Aim. Which lines in the records contain the string "lens"? List each one in full.

Given entries.

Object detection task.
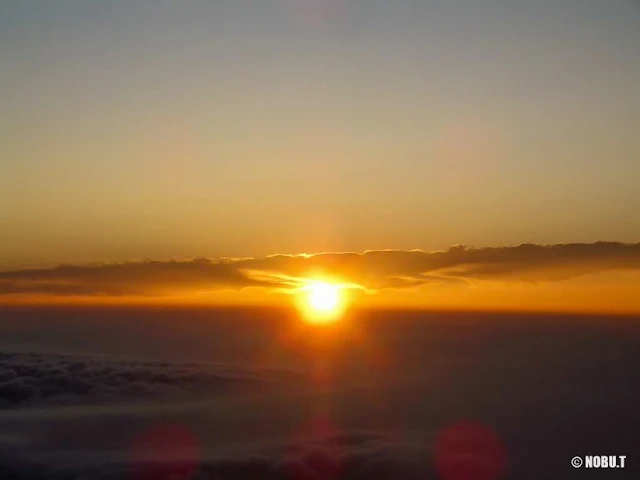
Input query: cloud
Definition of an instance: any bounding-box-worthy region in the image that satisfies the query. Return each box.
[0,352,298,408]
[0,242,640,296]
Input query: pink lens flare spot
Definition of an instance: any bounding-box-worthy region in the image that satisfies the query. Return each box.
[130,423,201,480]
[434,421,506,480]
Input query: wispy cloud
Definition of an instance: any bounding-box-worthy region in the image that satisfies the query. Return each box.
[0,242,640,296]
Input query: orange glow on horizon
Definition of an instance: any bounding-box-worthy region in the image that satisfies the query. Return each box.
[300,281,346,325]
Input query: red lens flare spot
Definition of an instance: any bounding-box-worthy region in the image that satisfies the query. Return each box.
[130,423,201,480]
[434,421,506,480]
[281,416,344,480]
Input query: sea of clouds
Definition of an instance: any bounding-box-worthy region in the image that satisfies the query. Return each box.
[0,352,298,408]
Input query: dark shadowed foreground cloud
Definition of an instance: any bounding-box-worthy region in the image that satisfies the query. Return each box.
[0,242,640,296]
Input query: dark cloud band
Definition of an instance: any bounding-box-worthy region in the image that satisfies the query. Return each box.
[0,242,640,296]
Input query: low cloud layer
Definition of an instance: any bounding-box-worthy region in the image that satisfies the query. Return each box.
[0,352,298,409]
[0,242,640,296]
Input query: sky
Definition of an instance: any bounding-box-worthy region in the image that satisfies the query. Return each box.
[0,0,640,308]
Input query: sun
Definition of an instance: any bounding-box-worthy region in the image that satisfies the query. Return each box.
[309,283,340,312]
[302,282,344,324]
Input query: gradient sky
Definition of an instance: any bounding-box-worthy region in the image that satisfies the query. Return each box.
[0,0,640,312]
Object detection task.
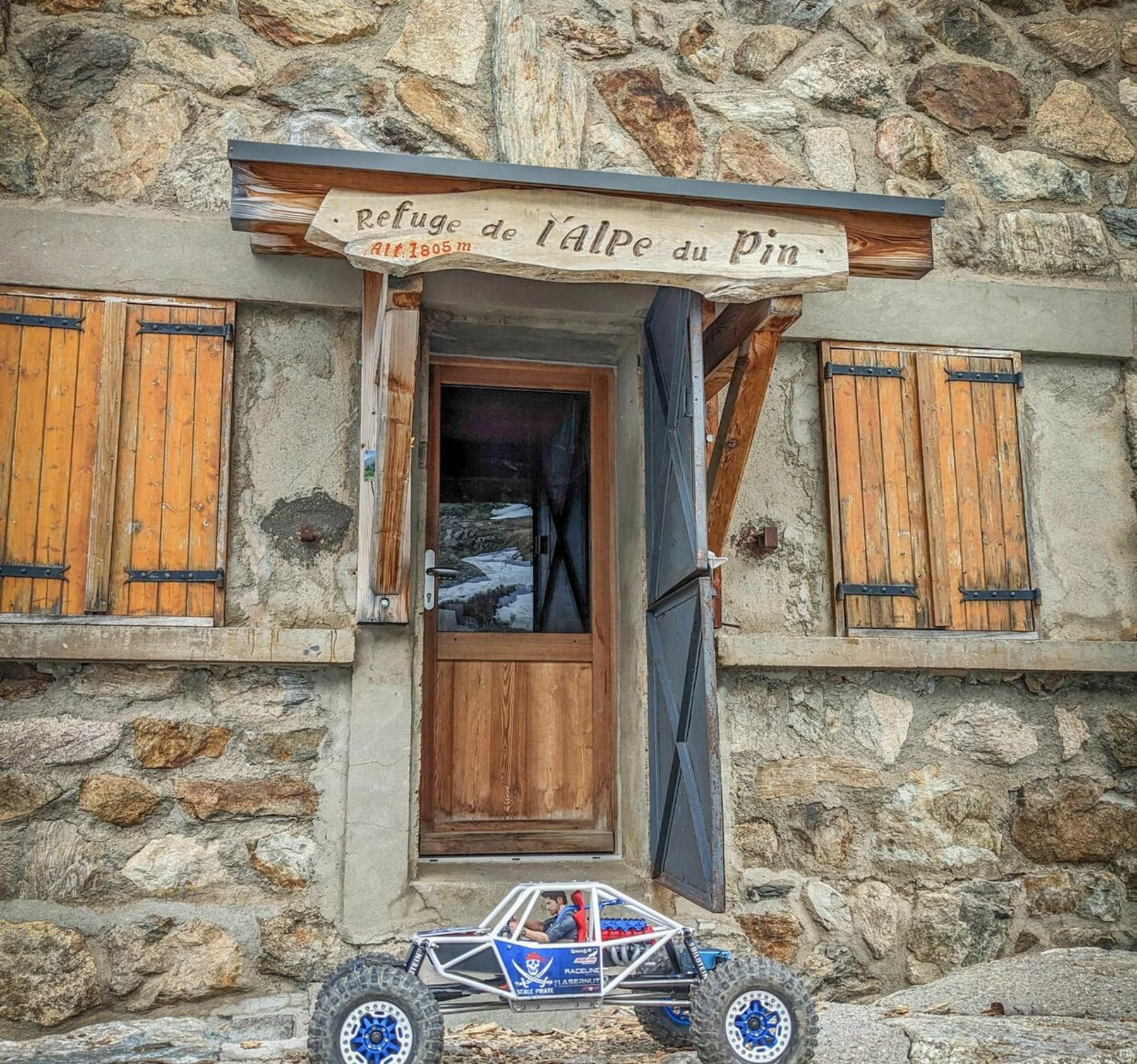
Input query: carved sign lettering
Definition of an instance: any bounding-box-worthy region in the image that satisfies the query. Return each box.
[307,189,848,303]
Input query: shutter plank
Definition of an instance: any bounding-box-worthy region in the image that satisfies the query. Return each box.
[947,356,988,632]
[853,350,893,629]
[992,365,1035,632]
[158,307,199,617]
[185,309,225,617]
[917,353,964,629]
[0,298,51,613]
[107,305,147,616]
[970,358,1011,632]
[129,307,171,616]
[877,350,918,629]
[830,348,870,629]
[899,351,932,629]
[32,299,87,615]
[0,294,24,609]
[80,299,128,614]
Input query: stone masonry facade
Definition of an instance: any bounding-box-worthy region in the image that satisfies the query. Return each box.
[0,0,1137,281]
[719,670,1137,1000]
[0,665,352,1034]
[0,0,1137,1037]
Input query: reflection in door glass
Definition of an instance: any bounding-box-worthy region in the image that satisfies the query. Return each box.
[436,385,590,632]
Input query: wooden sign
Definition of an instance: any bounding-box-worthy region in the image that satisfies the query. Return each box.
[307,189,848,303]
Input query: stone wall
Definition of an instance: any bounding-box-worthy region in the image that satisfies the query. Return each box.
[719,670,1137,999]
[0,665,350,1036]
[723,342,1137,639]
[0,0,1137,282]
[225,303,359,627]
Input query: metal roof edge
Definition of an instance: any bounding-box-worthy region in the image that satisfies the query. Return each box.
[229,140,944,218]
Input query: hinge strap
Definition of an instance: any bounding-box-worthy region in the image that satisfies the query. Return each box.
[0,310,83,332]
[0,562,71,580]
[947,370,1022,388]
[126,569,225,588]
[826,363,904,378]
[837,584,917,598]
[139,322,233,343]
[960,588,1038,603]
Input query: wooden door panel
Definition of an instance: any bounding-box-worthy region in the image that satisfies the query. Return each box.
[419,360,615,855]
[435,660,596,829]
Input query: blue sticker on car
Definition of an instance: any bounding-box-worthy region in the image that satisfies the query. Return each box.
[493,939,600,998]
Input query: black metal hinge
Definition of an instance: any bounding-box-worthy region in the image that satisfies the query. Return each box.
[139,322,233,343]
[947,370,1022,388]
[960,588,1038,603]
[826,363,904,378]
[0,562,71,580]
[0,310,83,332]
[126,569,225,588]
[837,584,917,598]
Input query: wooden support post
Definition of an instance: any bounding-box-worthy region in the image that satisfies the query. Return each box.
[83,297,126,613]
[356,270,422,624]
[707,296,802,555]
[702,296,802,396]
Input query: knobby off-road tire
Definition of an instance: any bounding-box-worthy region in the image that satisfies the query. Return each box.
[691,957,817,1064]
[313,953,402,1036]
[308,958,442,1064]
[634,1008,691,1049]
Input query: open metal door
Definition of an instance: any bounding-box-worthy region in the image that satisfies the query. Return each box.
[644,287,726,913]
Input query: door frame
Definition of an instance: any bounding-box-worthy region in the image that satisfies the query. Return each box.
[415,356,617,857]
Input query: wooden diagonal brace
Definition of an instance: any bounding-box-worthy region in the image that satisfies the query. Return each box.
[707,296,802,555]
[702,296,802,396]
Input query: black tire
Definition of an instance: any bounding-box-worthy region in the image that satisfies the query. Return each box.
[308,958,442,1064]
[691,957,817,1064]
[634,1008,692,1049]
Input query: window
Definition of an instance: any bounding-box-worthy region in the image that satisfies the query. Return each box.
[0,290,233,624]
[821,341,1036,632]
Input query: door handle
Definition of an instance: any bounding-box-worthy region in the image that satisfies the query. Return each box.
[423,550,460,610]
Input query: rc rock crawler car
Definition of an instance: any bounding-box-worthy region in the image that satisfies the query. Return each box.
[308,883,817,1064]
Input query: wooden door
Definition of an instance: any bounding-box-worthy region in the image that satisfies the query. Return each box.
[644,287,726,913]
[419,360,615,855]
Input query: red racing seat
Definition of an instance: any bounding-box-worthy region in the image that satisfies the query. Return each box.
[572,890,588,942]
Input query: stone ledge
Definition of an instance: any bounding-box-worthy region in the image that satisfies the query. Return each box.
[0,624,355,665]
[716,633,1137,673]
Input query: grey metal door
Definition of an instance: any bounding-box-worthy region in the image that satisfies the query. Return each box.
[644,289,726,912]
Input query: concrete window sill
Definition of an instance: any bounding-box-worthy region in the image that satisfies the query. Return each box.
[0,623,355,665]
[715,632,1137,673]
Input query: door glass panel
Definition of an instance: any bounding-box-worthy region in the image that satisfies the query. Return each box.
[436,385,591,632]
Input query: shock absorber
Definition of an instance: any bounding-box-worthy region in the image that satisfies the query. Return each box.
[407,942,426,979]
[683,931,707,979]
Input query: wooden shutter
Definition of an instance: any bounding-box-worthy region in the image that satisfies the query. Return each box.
* * *
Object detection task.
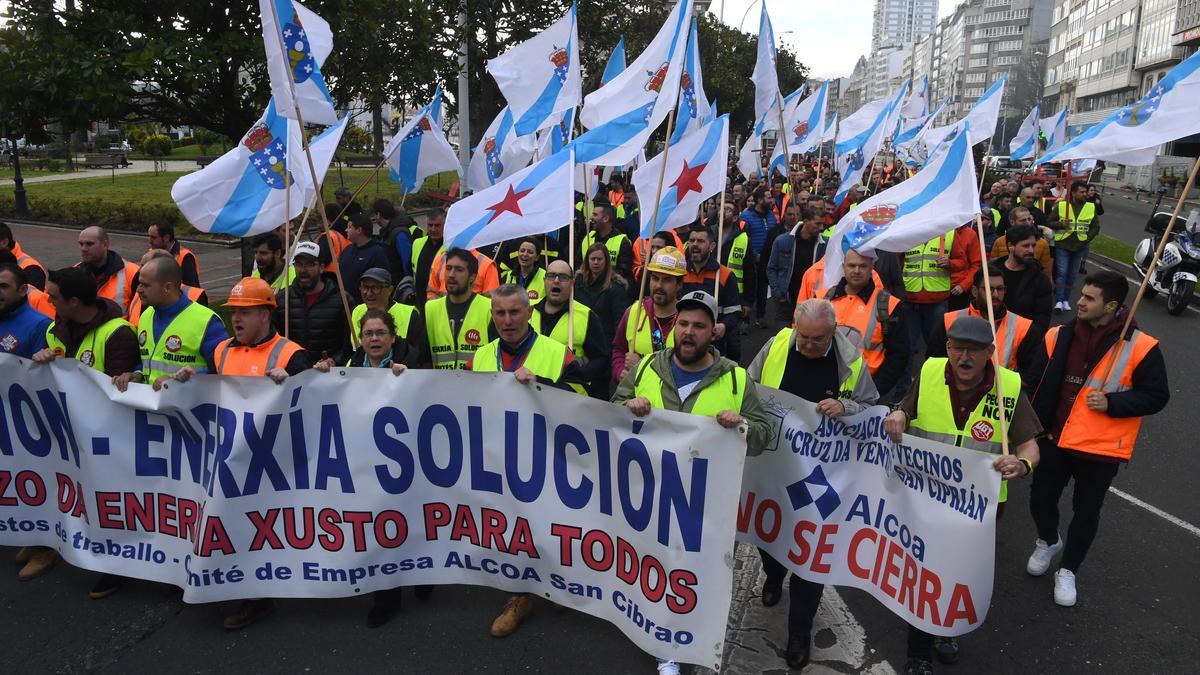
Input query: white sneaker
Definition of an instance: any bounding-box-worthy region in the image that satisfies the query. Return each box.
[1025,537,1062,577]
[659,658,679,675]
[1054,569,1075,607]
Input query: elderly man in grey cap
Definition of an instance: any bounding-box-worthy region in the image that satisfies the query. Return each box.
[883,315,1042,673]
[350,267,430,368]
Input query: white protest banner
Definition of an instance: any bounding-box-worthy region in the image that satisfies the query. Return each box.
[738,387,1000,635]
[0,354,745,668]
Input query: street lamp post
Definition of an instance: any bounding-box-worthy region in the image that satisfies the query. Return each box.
* * *
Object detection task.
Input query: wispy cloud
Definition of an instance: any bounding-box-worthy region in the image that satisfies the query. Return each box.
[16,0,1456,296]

The reply.
Input query: pink lens flare spot
Input query: red lens flare spot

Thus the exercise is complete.